▶ [CONSIGNE ÉCRITE A]
Renvoyez chaque ligne des enregistrements qui contient la chaîne « lapel », en tenant compte de la casse.

Par Ivan Blot
Lors de son interview exceptionnelle à Europe 1 et TF1 le 4 juin dernier, Vladimir Poutine a déçu une partie de la presse française car ses propos raisonnables étaient en contradiction avec la caricature qu’on fait de lui certains medias français. Ils voulaient voir un dictateur impérialiste et ont entendu un président démocrate et patriote.
La déconvenue de ces journalistes russophobes montre qu’ils sont des hommes rivés sur le passé. Dans le passé, les Etats-Unis étaient une puissance conservatrice libérale et chrétienne, l’URSS était une dictature communiste athée. Les Etats-Unis étaient les libérateurs de 1944 face à l’occupation allemande. L’URSS, bien qu’ayant été l’ennemie principale d’Hitler, était surtout la puissance d’occupation de l’Europe de l’Est, enfermée derrière le rideau de fer.
Aujourd’hui, tout s’est inversé et c’est difficile de changer ses habitudes de pensée. La Russie est une puissance conservatrice, libérale et chrétienne. Les Etats-Unis exportent de plus en plus au nom des droits de l’homme déformés, une idéologie égalitaire dogmatique qui s’oppose à la famille, à la religion et à la patrie, en tous cas dans tous les pays étrangers. Ils ont introduit ou contribué à introduire le chaos en Irak, en Afghanistan, en Lybie, voir en Syrie, avec des interventions militaires désordonnées, justifiées par des mensonges comme en Irak ou des interprétations frauduleuses de décisions de l’ONU comme en Lybie.
C’est l’inversion des pôles : la Russie est dans le camp de l’ordre et de la paix, les USA dans le camp des révolutions et des coups d’Etat voire des guerres.
Pourtant, des journalistes et des hommes politiques veulent continuer de voir dans la Russie une dictature impérialiste comme l’URSS d’autrefois. Madame Clinton s’est permis des comparaisons entre Poutine et Hitler, ce qui est une ignominie mais aussi une stupidité : à ce compte, c’est comme si l’on accusait madame Merkel d’être une communiste autoritaire sous le prétexte qu’elle a fait partie du dernier gouvernement communiste d’Allemagne de l’Est.
Pour l’Europe, c’est la même chose. L’Union européenne a été créée sur un modèle non démocratique mais bureaucratique, celui des agences fédérales américaines créées par Roosevelt. Aujourd’hui, le monopole de la proposition des lois par la Commission de Bruxelles, le cumul chez celle-ci des tâches législatives et exécutives ne se justifient plus, comme l’a écrit récemment Nicolas Sarkozy mais on n’ose pas remettre en cause les schémas d’autrefois. Mon camarade Fabius, qui a fait sciences po et l’ENA avec moi, vient de dire que la Grande Bretagne deviendra la Petite Bretagne si elle quitte l’Union européenne. On apprenait en effet il y a quarante ans que « plus c’est gros, plus ces efficace » (théorie des économies d’échelle) alors que les économistes actuels savent que les petites entreprises et les petites économies sont souvent plus innovatrices ! Mon autre camarade Alain Juppé déclare récemment sans rire que la Russie ne produit que des matières premières comme l’Arabie Saoudite : il est vrai que les Français ont la réputation d’être nuls en géographie !

▶ [CONSIGNE ÉCRITE B]
Poursuivez le texte sur l'image de la Russie de Poutine en France à la suite de sa dernière phrase.

▶ [ENREGISTREMENTS À TRAITER]
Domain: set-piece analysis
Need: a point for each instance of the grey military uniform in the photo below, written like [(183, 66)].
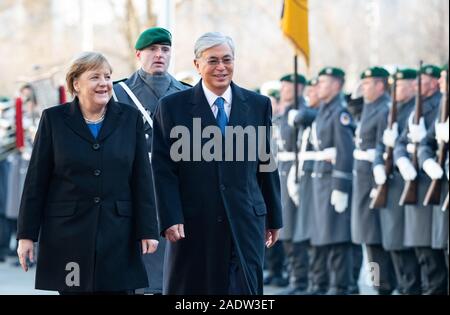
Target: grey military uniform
[(304, 223), (418, 218), (427, 150), (141, 85), (393, 215), (365, 222), (333, 130), (286, 159)]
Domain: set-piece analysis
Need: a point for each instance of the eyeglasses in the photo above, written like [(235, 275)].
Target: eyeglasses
[(216, 61)]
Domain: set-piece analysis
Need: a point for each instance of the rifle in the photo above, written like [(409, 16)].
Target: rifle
[(380, 199), (433, 195), (409, 194)]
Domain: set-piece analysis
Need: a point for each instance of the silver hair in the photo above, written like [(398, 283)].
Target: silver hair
[(211, 39)]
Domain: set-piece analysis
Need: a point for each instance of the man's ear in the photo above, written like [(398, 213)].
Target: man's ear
[(197, 66)]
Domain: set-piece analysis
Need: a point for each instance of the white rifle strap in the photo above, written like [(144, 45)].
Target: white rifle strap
[(138, 103)]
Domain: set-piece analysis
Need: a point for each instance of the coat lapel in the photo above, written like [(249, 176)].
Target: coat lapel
[(74, 119), (112, 118), (201, 108), (239, 107)]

▶ [RÉSULTAT OBTENU A]
Need: a point for each instance of the coat lapel in the photo above, written like [(249, 176)].
Target: coat lapel

▶ [RÉSULTAT OBTENU B]
En économie, c’est la même chose. Beaucoup de politiciens et fonctionnaires français ont été formés à l’Ecole nationale d’administration qui sur le plan de l’enseignement de l’économie avait trente ans de retard, en restant à Keynes et ignorant les économistes plus modernes comme Hayek. Résultat : on a les impôts les plus décourageants du monde, un interventionnisme brouillon de l’Etat et des réglementations archaïques. Dernier exemple cité dans le Figaro de ce jour : le marché immobilier. La ministre Cécile Duflot qui a été deux ans ministre, une écologiste favorable aux drogues dites « douces » (cannabis) a créé une réglementation détaillée qui bloque les ventes et les achats immobiliers. C’est à un tel point que le gouvernement de monsieur Valls veut revenir sur cette réforme catastrophique. Madame Duflot n’avait toujours pas compris qu’avantager trop les locataires face aux propriétaires finirait par réduire l’offre immobilière au détriment de tout le monde. Elle a repris de vieilles idées dépassées des années 1950.
Notre système de formation des élites en sciences sociales est archaïque et beaucoup d’hommes politiques français vivent encore sur des vieilles idées diplomatiques ou économiques des années 1950. Comme disait notre historien Jules Michelet : « quelle est la première partie de la politique ? L’éducation ; la deuxième partie ? L’éducation ; la troisième partie ? L’éducation. » C’est toujours d’actualité !
Il faudra sans doute attendre un renouvellement de générations pour que les élites politiques françaises se détournent des vieilles lunes. Heureusement, il y a toujours quelques exceptions mais elles sont pour l’instant plus russes que françaises !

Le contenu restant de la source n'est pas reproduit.